Documentation written by Mike Lichtenberg.

Wednesday, June 4, 2008

WonderFetch(tm) & IA _meta.xml fields

Overview

WonderFetch is the term used for prepopulating the Internet Archives metadata forms (so named because it is more wonderful than regular z39.50 fetching). Using WonderFetch, partner libraries can populate fields with data that would not normally be populated as part of the standard IA process, and then store those values in the foobar_meta.xml file alongside each scanned item in the IA repository. Part of the impetus for implementing WonderFetch was not just to automate the inclusion of volume and issue information for serials – which was important – but to also capture due diligence, rights, and licensing information related to each item. (And yes, the TM is a little joke! No rights reserved).


How does it work?

WonderFetch is simply passing a series of parameters to the IA metaform software in a URL string. If you can do a Z39.50 query against your ILS and get your data into a format that will let you generate a URL (say, an HTML page output from a database, or a spreadsheet with your item data in it) you can WonderFetch!

To create WonderFetch links from your data, just append the relevant arguments and data (listed below) to one of 2 base URLs.

If your books are being “loaded”, that is, if the metadata fetch is occurring on a scribe2 machine and the scanner is using the WonderFetch while at the SCRIBE machine, use http://localhost.archive.org/biblio.php? as the base URL.

If your books are being pre-loaded or batch loaded on another computer before being scanned, or your SCRIBE is using the scribe1 software, use http://www.us.archive.org/biblio.php? as the base URL. Using this URL, your scanner person will notice that they can't actually start shooting the book - this link only allows them to fetch metadata and create the foobar_meta.xml and marc.xml records.

For example, at SIL the scanner loads the books at the scribe station, and we Z-fetch on our barcode number (starts with 39088) so our URLs look like:

http://localhost.archive.org/biblio.php?f=c
&b_c1=biodiversity&b_l=Smithsonian%20Institution%20Libraries
&b_p=Smithsonian&z_e=Smithsonian%20Institution
&b_v=v.%209%201907&b_cn=no
&z_c=local&z_d=39088009080136&b_ib=39088009080136



Below are the arguments each field takes, along with examples. The examples given are values BHL partners will be using (for rights statement, e.g.).

Dataset items:
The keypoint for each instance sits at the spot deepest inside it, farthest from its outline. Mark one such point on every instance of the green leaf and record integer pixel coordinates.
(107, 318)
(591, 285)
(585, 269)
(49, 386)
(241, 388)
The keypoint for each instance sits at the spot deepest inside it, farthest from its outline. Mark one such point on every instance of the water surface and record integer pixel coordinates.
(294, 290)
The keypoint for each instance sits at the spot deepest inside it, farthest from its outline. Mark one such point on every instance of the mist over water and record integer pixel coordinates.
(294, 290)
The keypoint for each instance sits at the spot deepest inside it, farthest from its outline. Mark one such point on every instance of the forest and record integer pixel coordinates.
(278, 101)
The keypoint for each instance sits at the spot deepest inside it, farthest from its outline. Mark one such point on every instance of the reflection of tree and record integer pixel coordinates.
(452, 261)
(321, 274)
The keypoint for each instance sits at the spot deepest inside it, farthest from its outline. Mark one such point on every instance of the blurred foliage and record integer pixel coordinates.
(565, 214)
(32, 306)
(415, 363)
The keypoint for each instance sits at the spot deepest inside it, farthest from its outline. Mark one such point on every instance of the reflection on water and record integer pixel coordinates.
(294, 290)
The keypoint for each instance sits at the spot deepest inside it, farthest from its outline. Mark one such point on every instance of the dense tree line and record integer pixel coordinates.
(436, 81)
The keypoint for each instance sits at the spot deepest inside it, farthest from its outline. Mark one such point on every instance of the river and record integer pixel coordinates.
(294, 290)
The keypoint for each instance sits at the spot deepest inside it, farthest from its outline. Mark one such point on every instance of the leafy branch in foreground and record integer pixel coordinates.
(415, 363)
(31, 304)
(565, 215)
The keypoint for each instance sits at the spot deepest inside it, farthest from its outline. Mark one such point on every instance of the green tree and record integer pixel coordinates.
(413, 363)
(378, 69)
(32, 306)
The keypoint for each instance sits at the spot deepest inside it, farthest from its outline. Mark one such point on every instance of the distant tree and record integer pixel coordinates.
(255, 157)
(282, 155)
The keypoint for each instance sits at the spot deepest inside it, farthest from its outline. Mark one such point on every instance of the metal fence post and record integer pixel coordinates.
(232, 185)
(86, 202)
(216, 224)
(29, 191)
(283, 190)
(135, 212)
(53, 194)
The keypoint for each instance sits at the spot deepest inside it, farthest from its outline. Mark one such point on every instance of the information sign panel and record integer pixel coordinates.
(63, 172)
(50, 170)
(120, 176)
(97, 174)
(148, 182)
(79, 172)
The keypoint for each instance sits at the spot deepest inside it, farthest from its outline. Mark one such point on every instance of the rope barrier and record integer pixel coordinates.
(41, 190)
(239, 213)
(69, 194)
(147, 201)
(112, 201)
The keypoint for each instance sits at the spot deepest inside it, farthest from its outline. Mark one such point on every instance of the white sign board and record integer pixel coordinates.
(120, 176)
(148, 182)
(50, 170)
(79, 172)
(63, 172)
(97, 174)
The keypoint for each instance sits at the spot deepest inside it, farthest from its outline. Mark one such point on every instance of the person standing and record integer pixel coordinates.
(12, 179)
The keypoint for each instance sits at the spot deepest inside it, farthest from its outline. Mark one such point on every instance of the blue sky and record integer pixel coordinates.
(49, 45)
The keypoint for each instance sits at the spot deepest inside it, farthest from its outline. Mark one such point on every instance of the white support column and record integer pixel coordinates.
---
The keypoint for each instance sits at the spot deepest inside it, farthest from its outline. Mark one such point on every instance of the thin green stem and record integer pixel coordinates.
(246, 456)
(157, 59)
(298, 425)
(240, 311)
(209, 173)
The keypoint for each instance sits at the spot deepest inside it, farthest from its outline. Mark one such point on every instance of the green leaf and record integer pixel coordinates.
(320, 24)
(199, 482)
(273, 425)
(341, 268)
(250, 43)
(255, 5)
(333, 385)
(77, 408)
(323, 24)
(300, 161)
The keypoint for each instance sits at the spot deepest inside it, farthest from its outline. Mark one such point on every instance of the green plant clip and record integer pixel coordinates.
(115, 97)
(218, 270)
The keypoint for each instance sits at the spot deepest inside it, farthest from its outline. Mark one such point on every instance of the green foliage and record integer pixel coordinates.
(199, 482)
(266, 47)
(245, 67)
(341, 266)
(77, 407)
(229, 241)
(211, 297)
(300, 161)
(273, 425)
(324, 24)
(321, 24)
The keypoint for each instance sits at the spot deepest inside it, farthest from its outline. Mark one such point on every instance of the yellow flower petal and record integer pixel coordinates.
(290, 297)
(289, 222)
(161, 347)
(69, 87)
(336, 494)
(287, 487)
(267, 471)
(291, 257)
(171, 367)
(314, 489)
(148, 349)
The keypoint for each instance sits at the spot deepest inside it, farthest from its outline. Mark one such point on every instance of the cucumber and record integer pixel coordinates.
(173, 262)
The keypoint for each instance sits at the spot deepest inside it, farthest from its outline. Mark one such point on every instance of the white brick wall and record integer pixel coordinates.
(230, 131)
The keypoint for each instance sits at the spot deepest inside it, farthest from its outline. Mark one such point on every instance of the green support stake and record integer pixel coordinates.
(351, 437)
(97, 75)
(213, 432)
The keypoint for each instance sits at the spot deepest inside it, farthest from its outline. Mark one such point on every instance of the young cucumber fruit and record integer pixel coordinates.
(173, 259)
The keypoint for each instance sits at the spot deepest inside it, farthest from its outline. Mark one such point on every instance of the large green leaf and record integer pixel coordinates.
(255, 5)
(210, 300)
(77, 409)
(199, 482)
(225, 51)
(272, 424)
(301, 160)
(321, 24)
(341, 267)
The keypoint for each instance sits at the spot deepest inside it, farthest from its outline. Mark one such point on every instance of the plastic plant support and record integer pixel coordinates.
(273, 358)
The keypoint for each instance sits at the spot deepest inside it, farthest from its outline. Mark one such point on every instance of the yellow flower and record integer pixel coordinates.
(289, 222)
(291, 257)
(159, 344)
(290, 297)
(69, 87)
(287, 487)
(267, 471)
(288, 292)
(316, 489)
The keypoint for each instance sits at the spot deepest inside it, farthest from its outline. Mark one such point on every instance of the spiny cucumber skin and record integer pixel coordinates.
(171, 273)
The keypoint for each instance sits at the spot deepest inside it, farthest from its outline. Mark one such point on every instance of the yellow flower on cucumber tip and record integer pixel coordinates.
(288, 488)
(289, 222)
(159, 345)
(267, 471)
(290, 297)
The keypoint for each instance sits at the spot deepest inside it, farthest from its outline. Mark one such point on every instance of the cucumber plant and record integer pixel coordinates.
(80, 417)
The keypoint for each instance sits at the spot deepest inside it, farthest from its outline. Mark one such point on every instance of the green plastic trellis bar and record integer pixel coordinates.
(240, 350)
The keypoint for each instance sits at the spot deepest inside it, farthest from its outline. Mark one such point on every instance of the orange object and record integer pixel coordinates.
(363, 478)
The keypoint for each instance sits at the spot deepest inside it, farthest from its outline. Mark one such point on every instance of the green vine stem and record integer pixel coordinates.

> **Problem requirements**:
Please retype the WonderFetch passage between "For example, at" and "rights statement, e.g.).", inclusive.

> **Reply**:
For example, at SIL the scanner loads the books at the scribe station, and we Z-fetch on our barcode number (starts with 39088) so our URLs look like:

http://localhost.archive.org/biblio.php?f=c
&b_c1=biodiversity&b_l=Smithsonian%20Institution%20Libraries
&b_p=Smithsonian&z_e=Smithsonian%20Institution
&b_v=v.%209%201907&b_cn=no
&z_c=local&z_d=39088009080136&b_ib=39088009080136



Below are the arguments each field takes, along with examples. The examples given are values BHL partners will be using (for rights statement, e.g.).